Goal of the exercise → Nothing but the lines from the start of the entries through the line holding "the green shrub" is to be repeated, exactly and with pictures excluded.

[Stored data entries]

╭──

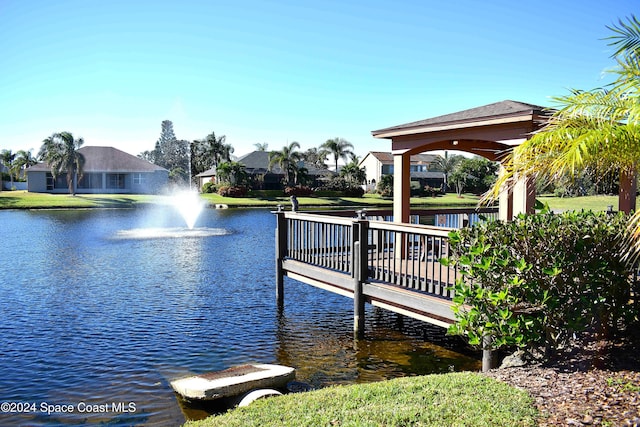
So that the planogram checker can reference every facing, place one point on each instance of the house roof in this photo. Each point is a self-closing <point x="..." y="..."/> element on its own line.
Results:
<point x="503" y="109"/>
<point x="108" y="159"/>
<point x="386" y="157"/>
<point x="258" y="161"/>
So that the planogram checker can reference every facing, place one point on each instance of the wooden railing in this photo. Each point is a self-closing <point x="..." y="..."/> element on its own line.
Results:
<point x="405" y="255"/>
<point x="360" y="255"/>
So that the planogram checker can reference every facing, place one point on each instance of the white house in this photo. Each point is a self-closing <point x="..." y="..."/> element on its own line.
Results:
<point x="379" y="163"/>
<point x="106" y="170"/>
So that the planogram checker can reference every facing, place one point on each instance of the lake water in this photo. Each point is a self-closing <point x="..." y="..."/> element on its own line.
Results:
<point x="100" y="309"/>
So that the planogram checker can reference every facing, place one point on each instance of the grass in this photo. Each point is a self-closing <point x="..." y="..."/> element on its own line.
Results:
<point x="455" y="399"/>
<point x="26" y="200"/>
<point x="593" y="203"/>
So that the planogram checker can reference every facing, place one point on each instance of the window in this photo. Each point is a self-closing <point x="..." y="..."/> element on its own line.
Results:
<point x="59" y="181"/>
<point x="91" y="180"/>
<point x="50" y="181"/>
<point x="115" y="181"/>
<point x="138" y="178"/>
<point x="387" y="169"/>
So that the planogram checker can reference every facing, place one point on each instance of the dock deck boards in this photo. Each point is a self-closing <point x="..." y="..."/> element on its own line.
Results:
<point x="233" y="381"/>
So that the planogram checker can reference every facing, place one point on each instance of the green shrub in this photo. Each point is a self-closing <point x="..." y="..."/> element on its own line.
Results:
<point x="327" y="193"/>
<point x="385" y="186"/>
<point x="209" y="187"/>
<point x="298" y="191"/>
<point x="268" y="194"/>
<point x="345" y="187"/>
<point x="232" y="191"/>
<point x="540" y="278"/>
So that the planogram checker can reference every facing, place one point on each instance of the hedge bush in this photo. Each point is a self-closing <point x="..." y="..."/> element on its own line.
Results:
<point x="209" y="187"/>
<point x="298" y="191"/>
<point x="232" y="191"/>
<point x="537" y="280"/>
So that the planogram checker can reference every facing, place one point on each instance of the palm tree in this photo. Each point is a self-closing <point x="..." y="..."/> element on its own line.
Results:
<point x="354" y="173"/>
<point x="60" y="151"/>
<point x="340" y="148"/>
<point x="285" y="158"/>
<point x="447" y="165"/>
<point x="24" y="159"/>
<point x="7" y="158"/>
<point x="598" y="129"/>
<point x="316" y="157"/>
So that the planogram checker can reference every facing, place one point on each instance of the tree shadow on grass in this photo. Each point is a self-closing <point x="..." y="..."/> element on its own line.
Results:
<point x="109" y="202"/>
<point x="8" y="202"/>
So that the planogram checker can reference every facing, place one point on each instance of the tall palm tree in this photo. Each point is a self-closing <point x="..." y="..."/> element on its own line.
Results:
<point x="24" y="159"/>
<point x="316" y="157"/>
<point x="285" y="158"/>
<point x="60" y="151"/>
<point x="261" y="146"/>
<point x="598" y="128"/>
<point x="7" y="158"/>
<point x="339" y="147"/>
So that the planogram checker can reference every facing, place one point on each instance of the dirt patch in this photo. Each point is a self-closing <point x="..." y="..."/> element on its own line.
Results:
<point x="596" y="383"/>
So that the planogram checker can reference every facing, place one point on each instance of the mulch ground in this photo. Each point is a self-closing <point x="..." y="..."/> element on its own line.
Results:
<point x="595" y="383"/>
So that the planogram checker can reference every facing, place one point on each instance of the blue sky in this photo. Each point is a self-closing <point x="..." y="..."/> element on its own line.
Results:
<point x="279" y="71"/>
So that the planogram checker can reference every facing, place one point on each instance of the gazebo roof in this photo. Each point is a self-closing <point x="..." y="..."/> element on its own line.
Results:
<point x="486" y="130"/>
<point x="497" y="110"/>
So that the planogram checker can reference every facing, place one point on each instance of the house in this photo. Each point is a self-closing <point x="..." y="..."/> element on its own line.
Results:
<point x="106" y="170"/>
<point x="256" y="165"/>
<point x="379" y="163"/>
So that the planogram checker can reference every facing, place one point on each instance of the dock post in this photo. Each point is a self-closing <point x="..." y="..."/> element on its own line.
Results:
<point x="488" y="355"/>
<point x="281" y="249"/>
<point x="360" y="248"/>
<point x="358" y="298"/>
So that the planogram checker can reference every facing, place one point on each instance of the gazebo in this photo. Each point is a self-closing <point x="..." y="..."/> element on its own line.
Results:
<point x="488" y="131"/>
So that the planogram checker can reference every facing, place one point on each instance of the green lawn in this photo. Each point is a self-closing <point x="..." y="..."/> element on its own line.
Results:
<point x="26" y="200"/>
<point x="456" y="399"/>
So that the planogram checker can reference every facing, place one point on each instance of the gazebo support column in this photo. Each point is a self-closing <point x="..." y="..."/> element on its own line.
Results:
<point x="401" y="187"/>
<point x="524" y="196"/>
<point x="627" y="195"/>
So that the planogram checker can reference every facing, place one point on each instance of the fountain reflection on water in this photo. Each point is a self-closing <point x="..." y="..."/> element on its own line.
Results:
<point x="189" y="204"/>
<point x="117" y="319"/>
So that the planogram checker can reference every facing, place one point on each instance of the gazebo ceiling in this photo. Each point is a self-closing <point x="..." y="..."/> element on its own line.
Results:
<point x="487" y="131"/>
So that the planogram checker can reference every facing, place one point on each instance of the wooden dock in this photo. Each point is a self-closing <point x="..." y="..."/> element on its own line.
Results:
<point x="366" y="257"/>
<point x="233" y="381"/>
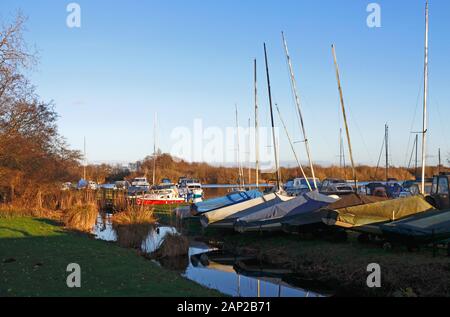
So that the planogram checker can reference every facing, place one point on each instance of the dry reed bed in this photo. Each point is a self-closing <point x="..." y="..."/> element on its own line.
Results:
<point x="173" y="245"/>
<point x="81" y="217"/>
<point x="133" y="227"/>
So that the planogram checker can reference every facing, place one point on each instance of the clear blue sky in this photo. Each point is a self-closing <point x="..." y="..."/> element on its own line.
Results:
<point x="188" y="59"/>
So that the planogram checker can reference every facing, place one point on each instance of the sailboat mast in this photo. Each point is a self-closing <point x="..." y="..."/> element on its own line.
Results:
<point x="417" y="156"/>
<point x="297" y="102"/>
<point x="341" y="95"/>
<point x="241" y="174"/>
<point x="425" y="100"/>
<point x="293" y="149"/>
<point x="248" y="153"/>
<point x="85" y="159"/>
<point x="154" y="151"/>
<point x="256" y="125"/>
<point x="386" y="143"/>
<point x="272" y="121"/>
<point x="439" y="161"/>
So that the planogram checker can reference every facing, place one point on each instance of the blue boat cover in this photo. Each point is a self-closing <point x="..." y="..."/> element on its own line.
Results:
<point x="303" y="204"/>
<point x="224" y="201"/>
<point x="427" y="227"/>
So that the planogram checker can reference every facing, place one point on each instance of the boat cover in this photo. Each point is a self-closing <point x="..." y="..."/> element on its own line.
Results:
<point x="220" y="202"/>
<point x="426" y="227"/>
<point x="315" y="217"/>
<point x="389" y="210"/>
<point x="270" y="218"/>
<point x="216" y="215"/>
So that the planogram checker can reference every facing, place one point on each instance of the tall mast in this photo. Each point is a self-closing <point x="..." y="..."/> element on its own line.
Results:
<point x="417" y="156"/>
<point x="292" y="147"/>
<point x="425" y="100"/>
<point x="154" y="150"/>
<point x="85" y="159"/>
<point x="341" y="95"/>
<point x="297" y="102"/>
<point x="386" y="143"/>
<point x="241" y="174"/>
<point x="256" y="126"/>
<point x="273" y="123"/>
<point x="248" y="153"/>
<point x="439" y="158"/>
<point x="342" y="154"/>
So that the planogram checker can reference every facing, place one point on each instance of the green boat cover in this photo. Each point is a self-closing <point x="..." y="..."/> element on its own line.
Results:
<point x="314" y="219"/>
<point x="425" y="228"/>
<point x="389" y="210"/>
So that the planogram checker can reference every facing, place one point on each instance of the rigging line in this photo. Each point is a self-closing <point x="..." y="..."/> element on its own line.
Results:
<point x="292" y="148"/>
<point x="419" y="94"/>
<point x="355" y="122"/>
<point x="322" y="138"/>
<point x="412" y="153"/>
<point x="379" y="158"/>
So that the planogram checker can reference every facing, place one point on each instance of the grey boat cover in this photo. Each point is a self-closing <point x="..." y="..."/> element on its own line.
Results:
<point x="229" y="212"/>
<point x="267" y="201"/>
<point x="315" y="217"/>
<point x="426" y="227"/>
<point x="270" y="218"/>
<point x="224" y="201"/>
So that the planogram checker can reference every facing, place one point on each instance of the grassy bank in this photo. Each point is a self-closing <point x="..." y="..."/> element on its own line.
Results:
<point x="34" y="254"/>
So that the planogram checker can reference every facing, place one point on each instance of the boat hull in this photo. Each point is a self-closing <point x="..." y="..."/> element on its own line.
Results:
<point x="160" y="202"/>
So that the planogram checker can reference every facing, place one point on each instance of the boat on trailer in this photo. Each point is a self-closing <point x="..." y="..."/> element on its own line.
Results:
<point x="165" y="196"/>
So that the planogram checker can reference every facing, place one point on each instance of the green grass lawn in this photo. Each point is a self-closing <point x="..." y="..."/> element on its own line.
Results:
<point x="34" y="254"/>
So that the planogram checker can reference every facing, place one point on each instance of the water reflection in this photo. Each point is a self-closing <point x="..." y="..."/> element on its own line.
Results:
<point x="232" y="275"/>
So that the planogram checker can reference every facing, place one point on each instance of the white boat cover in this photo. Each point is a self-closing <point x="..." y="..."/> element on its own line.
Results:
<point x="270" y="218"/>
<point x="228" y="211"/>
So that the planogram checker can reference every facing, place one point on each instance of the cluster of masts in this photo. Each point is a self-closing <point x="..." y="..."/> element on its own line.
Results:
<point x="303" y="130"/>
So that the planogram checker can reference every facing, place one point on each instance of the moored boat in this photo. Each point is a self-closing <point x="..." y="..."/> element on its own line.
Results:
<point x="167" y="196"/>
<point x="271" y="218"/>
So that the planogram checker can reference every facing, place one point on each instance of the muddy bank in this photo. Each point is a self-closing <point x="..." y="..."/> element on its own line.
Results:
<point x="342" y="266"/>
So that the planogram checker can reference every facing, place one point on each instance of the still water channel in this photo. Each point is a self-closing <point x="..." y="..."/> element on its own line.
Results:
<point x="231" y="275"/>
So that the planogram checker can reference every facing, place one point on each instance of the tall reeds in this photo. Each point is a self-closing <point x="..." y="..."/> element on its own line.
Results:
<point x="133" y="227"/>
<point x="173" y="245"/>
<point x="81" y="217"/>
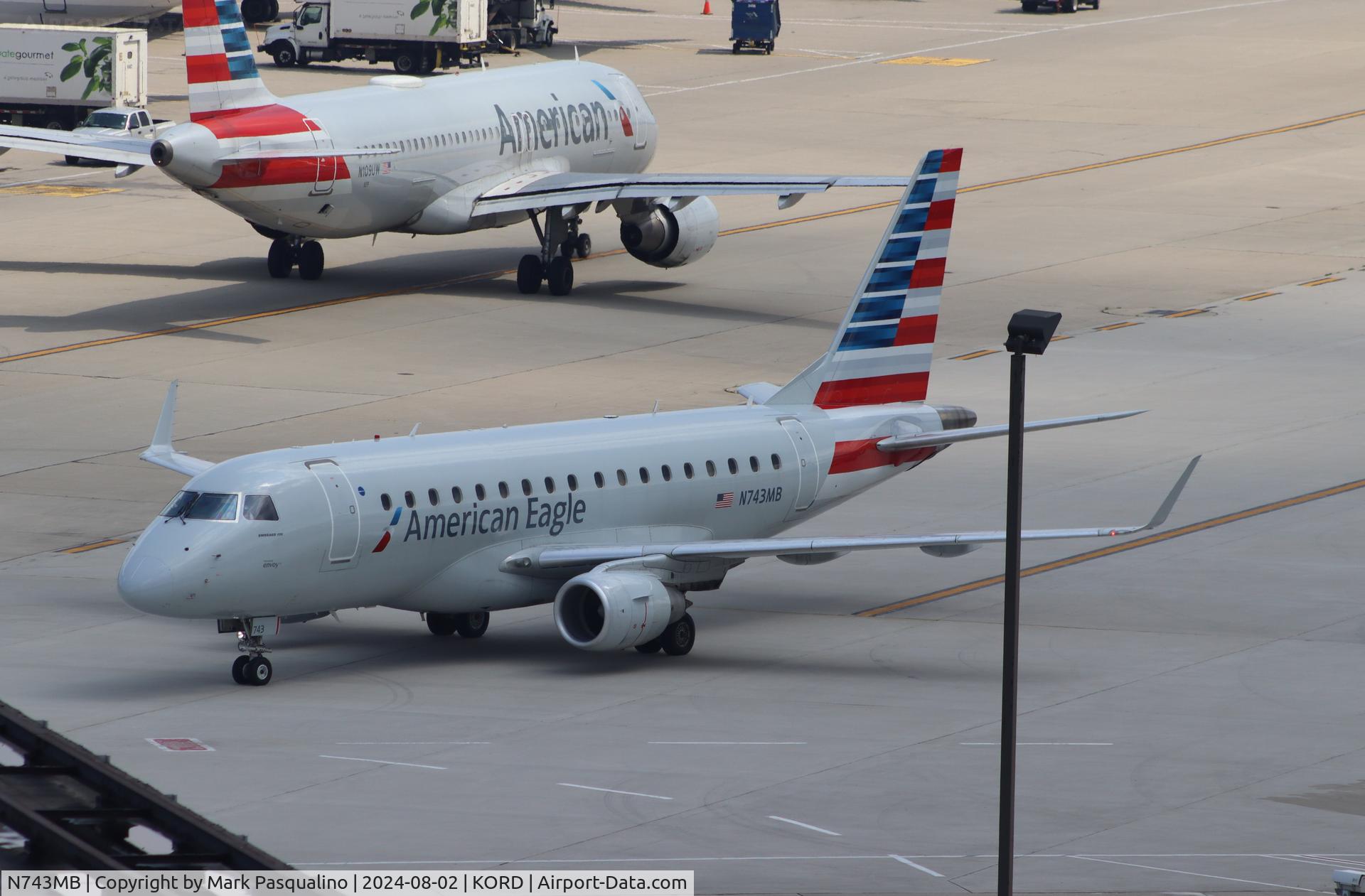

╰──

Solution to this exercise →
So that the planogram checker can reference every facing, place one point on each instance of the house roof in this photo. Each point is a self-closing <point x="..." y="..."/> element on its own line.
Results:
<point x="503" y="109"/>
<point x="108" y="159"/>
<point x="386" y="157"/>
<point x="258" y="161"/>
So that the planogram checker can reference every facing, place one point on each instance of the wooden railing in this photo. Each point is a self-closing <point x="..." y="..."/> element on its own line.
Results:
<point x="405" y="255"/>
<point x="360" y="255"/>
So that the planogram checker can reference every facing, place one point on each instance of the white house in this photo. Each point is a self-closing <point x="..." y="..."/> element on its own line.
Results:
<point x="379" y="163"/>
<point x="106" y="170"/>
So that the planogram checker can reference every facing, place one point on each instance of the lake water in this photo. Each point is a self-closing <point x="..." y="..."/> element on its own line.
Results:
<point x="100" y="309"/>
So that the planogram checker can reference every facing, place one point on each instance of the grass in this photo. Each point is a self-closing <point x="..." y="..."/> element on its own line.
Results:
<point x="455" y="399"/>
<point x="26" y="200"/>
<point x="593" y="203"/>
So that the planogram checker can reference every facing, place one point on each instance of the window in this photo. Each point is a self-closing <point x="..." y="..."/> element on its own line.
Results:
<point x="59" y="181"/>
<point x="91" y="180"/>
<point x="50" y="181"/>
<point x="115" y="181"/>
<point x="138" y="178"/>
<point x="387" y="169"/>
So that the planogram checker can reference every facing, place one point on each instance of the dock deck boards in this photo. Each point is a self-closing <point x="..." y="..."/> element on its own line.
Results:
<point x="233" y="381"/>
So that the planogram checker can reference every facing, place one point on each instance of the green shrub in this photo. Each point is a self-closing <point x="..." y="..."/> element on its own line.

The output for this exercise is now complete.